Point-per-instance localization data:
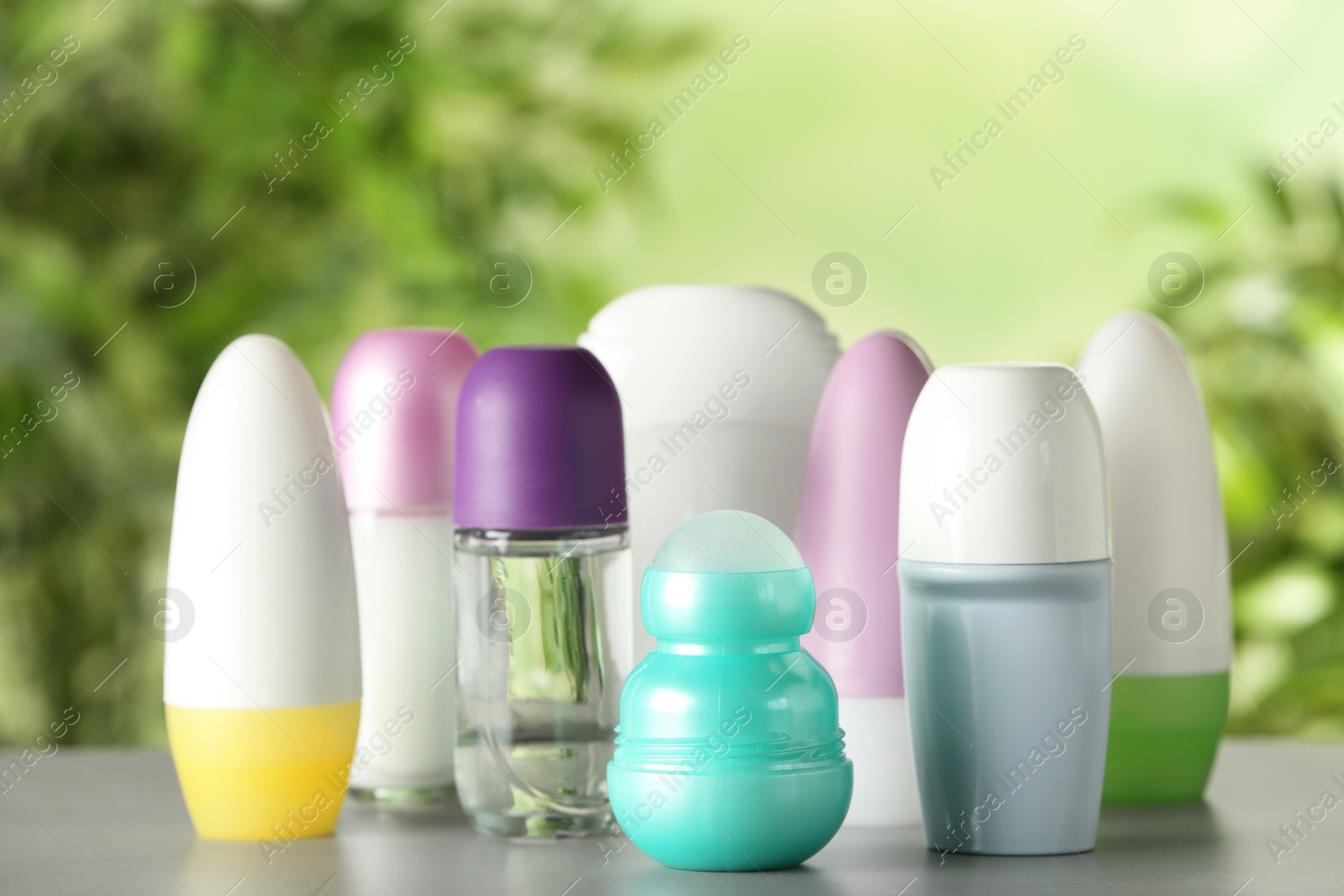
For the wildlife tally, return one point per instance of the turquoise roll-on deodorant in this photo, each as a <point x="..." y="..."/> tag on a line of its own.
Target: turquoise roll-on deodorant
<point x="1005" y="579"/>
<point x="729" y="755"/>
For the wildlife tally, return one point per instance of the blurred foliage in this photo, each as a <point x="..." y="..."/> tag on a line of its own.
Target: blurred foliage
<point x="155" y="134"/>
<point x="1267" y="340"/>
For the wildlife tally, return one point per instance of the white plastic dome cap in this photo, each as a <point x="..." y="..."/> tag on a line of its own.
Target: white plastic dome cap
<point x="727" y="542"/>
<point x="672" y="348"/>
<point x="1003" y="464"/>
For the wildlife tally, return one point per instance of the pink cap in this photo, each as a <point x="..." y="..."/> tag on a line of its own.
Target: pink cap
<point x="847" y="519"/>
<point x="394" y="405"/>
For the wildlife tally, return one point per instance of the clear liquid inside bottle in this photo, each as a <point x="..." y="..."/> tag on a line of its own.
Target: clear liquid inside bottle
<point x="537" y="705"/>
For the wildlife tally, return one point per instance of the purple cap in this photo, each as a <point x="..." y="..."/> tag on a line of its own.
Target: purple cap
<point x="850" y="510"/>
<point x="539" y="443"/>
<point x="394" y="407"/>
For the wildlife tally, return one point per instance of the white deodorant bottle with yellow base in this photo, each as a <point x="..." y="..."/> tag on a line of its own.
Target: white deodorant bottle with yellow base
<point x="261" y="668"/>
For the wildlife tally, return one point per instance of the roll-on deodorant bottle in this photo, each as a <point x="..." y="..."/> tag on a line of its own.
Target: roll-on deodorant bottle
<point x="847" y="533"/>
<point x="730" y="755"/>
<point x="539" y="508"/>
<point x="1173" y="638"/>
<point x="261" y="668"/>
<point x="1005" y="609"/>
<point x="719" y="385"/>
<point x="394" y="406"/>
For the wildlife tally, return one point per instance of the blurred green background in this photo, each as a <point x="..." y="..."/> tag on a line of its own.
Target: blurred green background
<point x="152" y="139"/>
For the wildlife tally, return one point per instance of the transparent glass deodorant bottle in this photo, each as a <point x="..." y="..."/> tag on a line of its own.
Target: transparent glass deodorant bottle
<point x="542" y="548"/>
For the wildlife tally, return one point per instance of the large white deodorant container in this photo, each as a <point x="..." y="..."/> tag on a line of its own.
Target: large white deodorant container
<point x="719" y="387"/>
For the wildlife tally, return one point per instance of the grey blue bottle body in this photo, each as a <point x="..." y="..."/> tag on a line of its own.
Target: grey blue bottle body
<point x="1007" y="667"/>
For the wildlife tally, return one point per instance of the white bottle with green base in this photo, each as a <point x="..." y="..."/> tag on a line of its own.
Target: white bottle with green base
<point x="1171" y="611"/>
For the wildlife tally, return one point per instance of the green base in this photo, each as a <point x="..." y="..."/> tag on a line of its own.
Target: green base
<point x="1164" y="735"/>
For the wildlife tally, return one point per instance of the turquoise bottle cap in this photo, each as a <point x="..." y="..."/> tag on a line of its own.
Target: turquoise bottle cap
<point x="727" y="575"/>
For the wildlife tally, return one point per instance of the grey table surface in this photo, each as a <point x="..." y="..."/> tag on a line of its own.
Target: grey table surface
<point x="111" y="821"/>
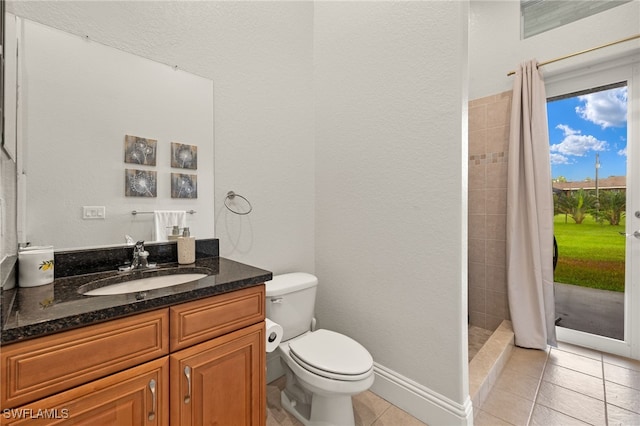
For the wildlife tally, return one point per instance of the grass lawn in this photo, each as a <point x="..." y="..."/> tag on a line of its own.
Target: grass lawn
<point x="590" y="254"/>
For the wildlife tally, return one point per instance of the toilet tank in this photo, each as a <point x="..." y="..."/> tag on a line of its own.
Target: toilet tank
<point x="290" y="302"/>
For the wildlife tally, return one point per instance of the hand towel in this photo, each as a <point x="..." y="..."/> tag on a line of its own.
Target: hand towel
<point x="164" y="220"/>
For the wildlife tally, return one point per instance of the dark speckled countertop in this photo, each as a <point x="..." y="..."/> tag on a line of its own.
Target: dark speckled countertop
<point x="37" y="311"/>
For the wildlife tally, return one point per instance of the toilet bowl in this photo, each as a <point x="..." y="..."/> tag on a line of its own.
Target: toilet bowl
<point x="323" y="368"/>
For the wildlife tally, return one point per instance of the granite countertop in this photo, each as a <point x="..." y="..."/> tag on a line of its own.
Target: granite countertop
<point x="38" y="311"/>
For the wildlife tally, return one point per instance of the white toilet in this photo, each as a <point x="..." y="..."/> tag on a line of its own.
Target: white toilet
<point x="323" y="368"/>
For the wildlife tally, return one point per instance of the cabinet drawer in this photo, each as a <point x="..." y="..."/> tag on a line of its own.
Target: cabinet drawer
<point x="201" y="320"/>
<point x="137" y="396"/>
<point x="35" y="369"/>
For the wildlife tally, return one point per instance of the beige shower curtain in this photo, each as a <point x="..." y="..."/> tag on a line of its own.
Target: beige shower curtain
<point x="530" y="214"/>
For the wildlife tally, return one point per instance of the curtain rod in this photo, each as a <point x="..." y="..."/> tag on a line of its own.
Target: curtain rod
<point x="550" y="61"/>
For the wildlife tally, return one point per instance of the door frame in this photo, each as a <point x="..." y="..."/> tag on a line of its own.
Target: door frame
<point x="588" y="76"/>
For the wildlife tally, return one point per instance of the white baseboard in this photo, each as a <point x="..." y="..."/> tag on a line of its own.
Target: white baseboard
<point x="274" y="367"/>
<point x="421" y="402"/>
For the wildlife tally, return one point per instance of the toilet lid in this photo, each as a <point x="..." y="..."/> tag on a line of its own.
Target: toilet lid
<point x="331" y="352"/>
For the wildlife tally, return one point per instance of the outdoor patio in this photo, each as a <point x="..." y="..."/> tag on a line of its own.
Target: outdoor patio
<point x="590" y="310"/>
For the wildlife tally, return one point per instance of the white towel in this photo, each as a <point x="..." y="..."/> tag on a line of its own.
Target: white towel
<point x="164" y="220"/>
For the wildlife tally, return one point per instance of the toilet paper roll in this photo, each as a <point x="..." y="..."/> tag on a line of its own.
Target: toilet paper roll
<point x="274" y="334"/>
<point x="35" y="266"/>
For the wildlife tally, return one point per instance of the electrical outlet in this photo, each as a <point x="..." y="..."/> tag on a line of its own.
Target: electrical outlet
<point x="93" y="212"/>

### [TASK DETAILS]
Taking the lines above, repeat exactly those from the line that contains "the toilet tank" through the line that contains "of the dark", and both of those lines as well. Include nothing else.

### [YOUR SOLUTION]
For the wildlife tally, return one point per instance of the toilet tank in this photo, each as a <point x="..." y="..."/> tag on a line of its own.
Target: toilet tank
<point x="290" y="302"/>
For the wildlife tally, return one point per instance of the hand towel in this photo, each as a <point x="..." y="..."/> tag on a line of its own.
Target: hand towel
<point x="164" y="220"/>
For the wildlife tally, return one point per instance of the dark speckled countertop in this photo, each as a <point x="..." y="..."/> tag on a line of its own.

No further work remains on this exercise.